The problem :: Reproduce the listing below exactly. Pictures do not belong in the copy.

Dataset records about object locations:
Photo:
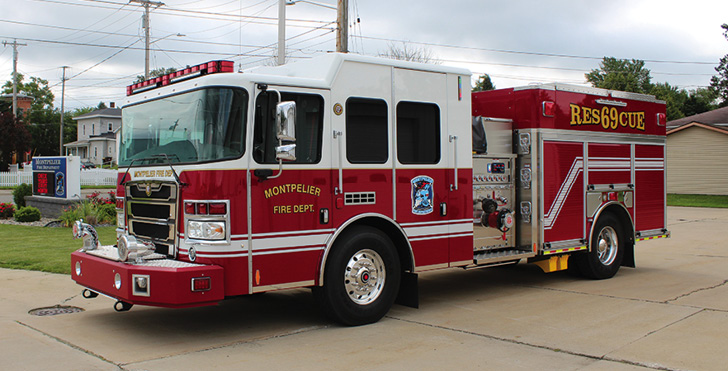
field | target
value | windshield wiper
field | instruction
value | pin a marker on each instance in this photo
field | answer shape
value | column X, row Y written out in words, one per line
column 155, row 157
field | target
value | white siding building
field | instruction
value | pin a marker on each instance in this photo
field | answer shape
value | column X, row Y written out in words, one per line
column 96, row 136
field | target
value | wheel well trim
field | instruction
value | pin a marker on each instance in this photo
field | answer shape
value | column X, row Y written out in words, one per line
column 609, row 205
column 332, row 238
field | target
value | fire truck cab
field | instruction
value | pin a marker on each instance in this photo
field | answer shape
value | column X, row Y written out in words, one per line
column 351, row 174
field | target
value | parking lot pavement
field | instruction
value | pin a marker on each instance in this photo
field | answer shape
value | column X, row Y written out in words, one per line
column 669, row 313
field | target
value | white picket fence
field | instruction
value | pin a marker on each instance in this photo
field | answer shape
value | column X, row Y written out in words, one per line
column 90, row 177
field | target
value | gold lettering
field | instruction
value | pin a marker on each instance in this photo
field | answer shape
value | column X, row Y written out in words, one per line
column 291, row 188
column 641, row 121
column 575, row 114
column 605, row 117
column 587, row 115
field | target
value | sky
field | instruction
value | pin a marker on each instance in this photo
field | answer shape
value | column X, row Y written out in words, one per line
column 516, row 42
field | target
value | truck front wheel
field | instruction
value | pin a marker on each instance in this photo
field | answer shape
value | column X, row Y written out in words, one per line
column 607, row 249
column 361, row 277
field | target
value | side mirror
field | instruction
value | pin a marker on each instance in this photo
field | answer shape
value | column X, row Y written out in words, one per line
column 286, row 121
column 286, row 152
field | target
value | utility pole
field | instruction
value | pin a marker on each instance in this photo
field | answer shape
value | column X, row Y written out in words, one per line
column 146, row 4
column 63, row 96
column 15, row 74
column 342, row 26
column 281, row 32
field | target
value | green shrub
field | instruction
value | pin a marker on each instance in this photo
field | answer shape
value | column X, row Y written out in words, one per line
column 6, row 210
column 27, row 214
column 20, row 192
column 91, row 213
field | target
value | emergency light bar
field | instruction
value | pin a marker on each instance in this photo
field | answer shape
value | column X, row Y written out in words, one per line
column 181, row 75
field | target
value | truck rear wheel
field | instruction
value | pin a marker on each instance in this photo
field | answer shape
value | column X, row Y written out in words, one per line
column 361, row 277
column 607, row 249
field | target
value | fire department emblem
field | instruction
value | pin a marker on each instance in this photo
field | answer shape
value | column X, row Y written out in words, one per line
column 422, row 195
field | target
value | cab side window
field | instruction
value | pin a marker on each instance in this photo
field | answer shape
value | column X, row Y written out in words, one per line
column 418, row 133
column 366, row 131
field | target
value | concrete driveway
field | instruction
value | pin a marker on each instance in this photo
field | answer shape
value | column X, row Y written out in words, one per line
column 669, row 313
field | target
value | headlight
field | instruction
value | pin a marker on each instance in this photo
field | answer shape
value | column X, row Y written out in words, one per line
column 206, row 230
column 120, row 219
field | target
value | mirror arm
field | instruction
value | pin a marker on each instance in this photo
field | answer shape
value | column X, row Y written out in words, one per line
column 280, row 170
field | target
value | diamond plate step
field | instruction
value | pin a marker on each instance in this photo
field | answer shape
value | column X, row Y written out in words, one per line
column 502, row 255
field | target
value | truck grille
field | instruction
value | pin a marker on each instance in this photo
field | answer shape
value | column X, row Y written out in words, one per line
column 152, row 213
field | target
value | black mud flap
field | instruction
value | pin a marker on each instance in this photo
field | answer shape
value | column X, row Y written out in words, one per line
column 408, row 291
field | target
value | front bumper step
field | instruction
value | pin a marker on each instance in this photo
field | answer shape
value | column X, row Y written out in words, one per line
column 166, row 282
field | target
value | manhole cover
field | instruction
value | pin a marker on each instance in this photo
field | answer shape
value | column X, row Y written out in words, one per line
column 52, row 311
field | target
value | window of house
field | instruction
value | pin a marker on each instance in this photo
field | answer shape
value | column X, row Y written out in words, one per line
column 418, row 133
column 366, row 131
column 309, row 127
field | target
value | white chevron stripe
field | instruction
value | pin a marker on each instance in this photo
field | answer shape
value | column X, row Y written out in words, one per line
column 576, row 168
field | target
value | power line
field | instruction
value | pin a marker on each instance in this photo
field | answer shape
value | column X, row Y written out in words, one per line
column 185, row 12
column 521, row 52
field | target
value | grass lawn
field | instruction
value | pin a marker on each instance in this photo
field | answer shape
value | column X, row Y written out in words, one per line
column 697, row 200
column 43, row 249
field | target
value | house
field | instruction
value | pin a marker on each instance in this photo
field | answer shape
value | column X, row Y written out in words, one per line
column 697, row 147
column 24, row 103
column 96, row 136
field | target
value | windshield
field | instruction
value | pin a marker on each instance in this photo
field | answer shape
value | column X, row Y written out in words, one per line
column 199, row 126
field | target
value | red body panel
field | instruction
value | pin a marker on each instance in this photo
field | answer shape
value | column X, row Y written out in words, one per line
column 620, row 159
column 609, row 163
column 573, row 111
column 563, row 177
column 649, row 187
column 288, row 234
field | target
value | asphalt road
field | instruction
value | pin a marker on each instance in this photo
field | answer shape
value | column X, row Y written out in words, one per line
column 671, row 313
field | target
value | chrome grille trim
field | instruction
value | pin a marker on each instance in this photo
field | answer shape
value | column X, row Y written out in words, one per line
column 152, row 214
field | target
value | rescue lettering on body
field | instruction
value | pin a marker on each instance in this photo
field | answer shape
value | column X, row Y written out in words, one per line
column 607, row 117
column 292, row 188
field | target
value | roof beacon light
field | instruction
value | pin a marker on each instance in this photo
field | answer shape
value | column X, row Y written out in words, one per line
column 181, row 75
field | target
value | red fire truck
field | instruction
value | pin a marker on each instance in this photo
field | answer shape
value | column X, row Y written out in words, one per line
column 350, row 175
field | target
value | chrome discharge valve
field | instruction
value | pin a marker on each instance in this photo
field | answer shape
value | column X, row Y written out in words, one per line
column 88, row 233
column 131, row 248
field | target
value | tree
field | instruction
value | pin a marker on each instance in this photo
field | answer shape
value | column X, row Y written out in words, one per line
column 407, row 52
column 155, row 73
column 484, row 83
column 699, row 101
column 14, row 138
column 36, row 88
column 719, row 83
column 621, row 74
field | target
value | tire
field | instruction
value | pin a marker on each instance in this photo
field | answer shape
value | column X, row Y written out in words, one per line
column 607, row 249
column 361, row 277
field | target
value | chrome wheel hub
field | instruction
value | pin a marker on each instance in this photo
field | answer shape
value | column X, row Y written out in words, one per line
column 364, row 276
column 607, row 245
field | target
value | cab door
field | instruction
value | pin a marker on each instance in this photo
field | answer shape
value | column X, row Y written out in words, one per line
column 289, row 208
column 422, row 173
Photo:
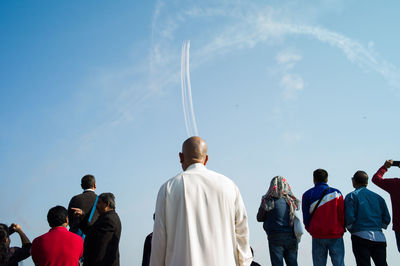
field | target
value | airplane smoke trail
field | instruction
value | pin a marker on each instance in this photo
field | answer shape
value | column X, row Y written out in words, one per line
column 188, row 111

Output below ::
Photo:
field | target
value | windshield wiper
field | instruction
value | pin a marker on each instance in this photo
field | answer shape
value | column X, row Y written out in words, one per line
column 155, row 157
field | target
value | white siding building
field | instruction
value | pin a marker on each instance in this photo
field | answer shape
value | column X, row Y written out in words, one per line
column 96, row 136
field | target
value | wheel well trim
field | instruction
value | pin a marker on each instance in this photo
field | answer shape
value | column X, row Y written out in words, one per line
column 609, row 205
column 332, row 238
field | target
value | fire truck cab
field | instruction
value | pin a marker on each instance in this photo
field | answer shape
value | column X, row Y written out in words, one per line
column 351, row 174
field | target
value | parking lot pavement
field | instruction
value | pin a marker on each instance in this photo
field | answer shape
value | column X, row Y written out in words, one per line
column 669, row 313
field | target
value | white picket fence
field | instruction
value | pin a marker on each instance in this photo
field | answer shape
value | column X, row Y written out in words, one per line
column 90, row 177
field | target
value | gold lettering
field | instruction
value | pin a marker on each instance in this photo
field | answer shape
value | column X, row Y written out in words, one per line
column 291, row 188
column 641, row 121
column 575, row 114
column 605, row 117
column 587, row 115
field | target
value | sky
field | instruction
value | pin a marker on each instance in this photo
field | answer shape
value | column X, row Y written out in words, one per line
column 516, row 42
field | target
value | truck front wheel
field | instruction
value | pin a marker on each instance in this photo
field | answer shape
value | column X, row Y written out in words, one per line
column 607, row 249
column 361, row 277
field | target
value | side mirror
field | instruction
value | pin a marker on each instance in this photo
field | answer shape
value | column X, row Y written out in words, one per line
column 286, row 121
column 286, row 152
field | target
value | utility pole
field | instruction
value | pin a marker on each instance in this photo
field | answer shape
value | column X, row Y written out in words, one per line
column 146, row 4
column 63, row 96
column 15, row 74
column 342, row 26
column 281, row 32
field | target
value | green shrub
field | instruction
value | pin a marker on each instance in this photo
field | answer shape
value | column X, row Y written out in words, one per line
column 6, row 210
column 27, row 214
column 20, row 192
column 91, row 213
field | target
value | emergency light bar
field | instruction
value | pin a marker on each instance in this photo
field | answer shape
value | column X, row Y written out in words, one per line
column 181, row 75
field | target
value | truck rear wheel
field | instruction
value | pin a marker on each instance in this photo
field | answer shape
value | column X, row Y written out in words, one per line
column 361, row 277
column 607, row 249
field | target
value | fire department emblem
field | instruction
value | pin a marker on each instance in this photo
field | answer shape
value | column X, row Y written out in words, one per line
column 422, row 195
field | target
value | cab side window
field | instruction
value | pin a marker on each instance in this photo
field | answer shape
value | column X, row Y written out in words, one per line
column 418, row 133
column 366, row 131
field | target
value | concrete driveway
field | instruction
value | pin a marker on each instance in this photo
field | answer shape
value | column X, row Y written out in words, one per line
column 669, row 313
field | target
value | headlight
field | instruction
value | pin a marker on each instance in this photo
field | answer shape
value | column X, row Y written out in words, one per line
column 206, row 230
column 120, row 219
field | target
value | mirror arm
field | instruction
value | pin a marker on each instance in this photo
field | answer shape
value | column X, row Y written out in words, one per line
column 280, row 170
field | target
value | diamond plate step
field | instruction
value | pin a marker on each instance in this photo
field | answer shape
value | column X, row Y written out in words, one per line
column 502, row 255
field | target
value | truck grille
field | instruction
value | pin a marker on each instance in this photo
field | answer shape
value | column X, row Y written out in words, one per line
column 152, row 213
field | target
value | black mud flap
field | instruction
value | pin a marker on each instance in this photo
field | answer shape
value | column X, row Y written out in words, one per line
column 408, row 291
field | target
value | front bumper step
field | instruction
value | pin a marker on each instance in this photo
field | answer shape
value | column X, row Y written out in words, one per line
column 166, row 282
field | target
value | manhole cover
field | instruction
value | pin a marker on each instance in this photo
field | answer shape
value | column X, row Y written out in words, one per line
column 52, row 311
field | target
value | window of house
field | instruction
value | pin a marker on each instance in this photo
field | answer shape
value | column X, row Y written out in words, one per line
column 418, row 133
column 366, row 131
column 309, row 127
field | target
value | white chevron stripe
field | instruction
value | pin a marker on each instance in this photo
field | answer shape
value | column X, row Y written out in words, one per line
column 576, row 168
field | target
value | power line
field | instruction
value | pin a marker on each instance in this photo
field | answer shape
value | column X, row Y written out in words, one per line
column 185, row 12
column 521, row 52
field | target
value | grass lawn
field | instruction
value | pin a marker on each instance in this photo
field | answer shape
value | column X, row Y written out in words, one per line
column 697, row 200
column 43, row 249
field | target
value | house
field | instruction
value | pin a marker on each instance in this photo
field | answer shape
value | column X, row Y written out in words, one per line
column 697, row 147
column 24, row 103
column 96, row 136
field | target
value | windshield
field | instruction
value | pin a marker on each instance in this photo
field | answer shape
value | column X, row Y written out in words, one per line
column 199, row 126
field | target
value | red body panel
field | instruction
value | pin a marker on each instance in this photo
field | answer shape
value | column X, row Y written out in words, one per line
column 620, row 159
column 609, row 163
column 573, row 111
column 563, row 177
column 649, row 187
column 288, row 234
field | target
value | asphalt road
field | instruction
value | pin a marker on each instance in this photo
field | answer shape
value | column X, row Y written out in words, one per line
column 671, row 313
field | target
value | chrome grille trim
field | instruction
value | pin a marker on each instance in this photo
field | answer shape
value | column X, row Y written out in words, one per line
column 152, row 214
field | target
value | rescue lettering on body
field | instruction
value | pin a marker on each instance in this photo
field | answer shape
value | column X, row Y written out in words, one per line
column 607, row 117
column 292, row 188
field | target
value | roof beacon light
field | instruction
value | pin a marker on each instance in this photo
field | answer shape
value | column X, row Y written out in words, one per line
column 181, row 75
field | target
value | red fire truck
field | instruction
value | pin a marker on each instance in this photo
field | answer shape
value | column X, row Y written out in words, one per line
column 350, row 175
field | target
value | chrome discharge valve
field | instruction
value | pin a marker on each instance in this photo
field | answer shape
value | column X, row Y written out in words, one per line
column 88, row 233
column 131, row 248
field | target
value | tree
field | instruction
value | pin a marker on each instance in this photo
field | answer shape
value | column X, row Y written out in words, one per line
column 407, row 52
column 155, row 73
column 484, row 83
column 699, row 101
column 14, row 138
column 36, row 88
column 719, row 83
column 621, row 74
field | target
value | tire
field | instruction
value | pin a marker on each instance in this photo
field | answer shape
value | column X, row Y written out in words, one per line
column 607, row 249
column 361, row 277
field | target
value | chrome wheel hub
field | instruction
value | pin a marker on each instance in this photo
field | answer shape
value | column X, row Y written out in words, one per line
column 364, row 276
column 607, row 245
field | target
value | cab door
field | instruction
value | pin a marker on each instance in this photo
field | answer shape
value | column X, row Y written out in words, one per line
column 289, row 208
column 422, row 173
Photo:
field | target
value | airplane smoke trail
field | instruction
value | pin a marker on each instance in this photo
field | answer shape
value | column X, row Y written out in words, one per line
column 188, row 111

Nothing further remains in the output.